**Selected passage:**
= Beginning of Section =

Behind the Buzz, the Hidden Value of Big Data and Data Science

Big Data

For decades, people have been collecting data. However, today in many various sectors (be it in sciences, healthcare, banking…) the amount of available data is skyrocketing. This quantitative change is so huge that it has led to a qualitative one. Let’s try to explain why.

Until recent times, people could only work with little data, mostly because poor collecting, storing and analyzing tools limited them. Since the 19th century, facing a large amount of numbers, people winnowed the information to the minimum through sampling, in order to be able to examine it more easily. With the digitalization era and the prevalence of high performance technologies, many of the inherent limitations on data have disappeared. We have both far more data on everything and the statistical and algorithm tools to analyze it, along with the necessary equipment (digital processors and storage). Thus, the cost of storage decreased a lot, making data captures and records cheap and vast. As a result, we are now able to have the full dataset, providing us much more information to explore, giving us different angles of analysis, allowing us to capture far more details, giving us a clearer view of the granular, without the risk of blurriness. “Big data helps us get closer to reality than did our dependence on small data and accuracy. Now, we can get everything, see everything from every possible angle”[1]. With a huge amount of data, we can test lots of hypotheses at so many levels of granularity. We understand why there is a special value in having a huge and full dataset, which is lacking in smaller amounts. Therefore, it is said that big data represent enrichment in human comprehension.

“Data’s true value is like an iceberg floating in the ocean. Only a tiny part of it is visible at first sight, while much of it is hidden beneath the surface. Innovative companies that understand this can extract that hidden value and reap potentially huge benefits”. [1] K.N Cukier & V. Mayer-Schoenberger

Nowadays, digital is everywhere. Smartphones and inexpensive computing technologies make it feasible to datafy most of the essential acts of everyday life. Thus, we have a huge amount of data relating to many aspects of our lives, along with an abundance of computing power. Our actions are being datafied, intentionally or passively, as technology is able to capture information on nearly everything (such as people’s location, an engine’s vibration etc.) and to transform it into data form. This phenomenon is called “datafication”. All this data gives much information about our behavior. With social media platforms like Twitter, LinkedIn or Facebook, people’s personal connections, preferences and opinions can be recorded everyday. All of these can be mapped to find links on everything. Those data can then be used and reused for various kinds of analysis, to feed insights, to allow new predictions, or just be stored until someone finds a way to use them. The idea of big data is that the volume of information has reached such a high level that it can no longer fit into the memory that computers use for processing, so new tools have being developed for analyzing those data. Thus, it becomes easier and faster to process a huge amount of data; data collection and analysis, which used to take years, can now be done in a few hours. That is making the difference.

= End of Section =

**Task set:**
1. In the article on big data, what term is given to the phenomenon in which technology captures information on nearly everything and transforms it into data form?
2. Repeat the part of the article on big data that opens with the words containing "Behind the Buzz, the" and closes with "to explain why.".
The records that come next are separate material and form no part of the article on big data.

Recorded data:

= Beginning of Section =

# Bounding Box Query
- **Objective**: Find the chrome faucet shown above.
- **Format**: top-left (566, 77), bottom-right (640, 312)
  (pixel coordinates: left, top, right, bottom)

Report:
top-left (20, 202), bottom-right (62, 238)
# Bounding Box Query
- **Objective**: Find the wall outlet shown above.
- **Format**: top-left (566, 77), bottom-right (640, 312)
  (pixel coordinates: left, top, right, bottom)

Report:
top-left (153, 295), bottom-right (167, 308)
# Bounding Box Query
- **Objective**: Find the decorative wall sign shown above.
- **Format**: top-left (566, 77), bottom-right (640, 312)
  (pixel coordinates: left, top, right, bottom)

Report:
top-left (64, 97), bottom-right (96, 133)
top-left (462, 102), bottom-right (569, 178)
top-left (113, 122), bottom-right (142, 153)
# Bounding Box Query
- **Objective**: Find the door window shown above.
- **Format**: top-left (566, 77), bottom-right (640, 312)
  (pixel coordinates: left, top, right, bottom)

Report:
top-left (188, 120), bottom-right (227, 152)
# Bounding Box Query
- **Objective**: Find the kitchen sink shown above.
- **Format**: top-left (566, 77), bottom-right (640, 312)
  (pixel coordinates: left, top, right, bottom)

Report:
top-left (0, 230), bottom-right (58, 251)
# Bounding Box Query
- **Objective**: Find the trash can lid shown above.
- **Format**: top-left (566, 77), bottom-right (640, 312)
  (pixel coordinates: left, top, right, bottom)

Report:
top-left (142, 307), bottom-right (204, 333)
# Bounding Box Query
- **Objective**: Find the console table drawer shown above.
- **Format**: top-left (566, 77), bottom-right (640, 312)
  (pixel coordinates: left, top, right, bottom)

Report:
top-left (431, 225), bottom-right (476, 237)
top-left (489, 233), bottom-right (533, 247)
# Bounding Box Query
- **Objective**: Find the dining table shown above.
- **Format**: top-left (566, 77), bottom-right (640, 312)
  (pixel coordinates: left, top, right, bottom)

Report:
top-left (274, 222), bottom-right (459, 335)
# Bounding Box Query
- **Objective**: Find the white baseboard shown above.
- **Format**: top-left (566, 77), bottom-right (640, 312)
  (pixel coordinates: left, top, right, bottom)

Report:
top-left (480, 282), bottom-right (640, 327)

= End of Section =

**Responses to the tasks:**
1. Datafication.

2.
Behind the Buzz, the Hidden Value of Big Data and Data Science

Big Data

For decades, people have been collecting data. However, today in many various sectors (be it in sciences, healthcare, banking…) the amount of available data is skyrocketing. This quantitative change is so huge that it has led to a qualitative one. Let’s try to explain why.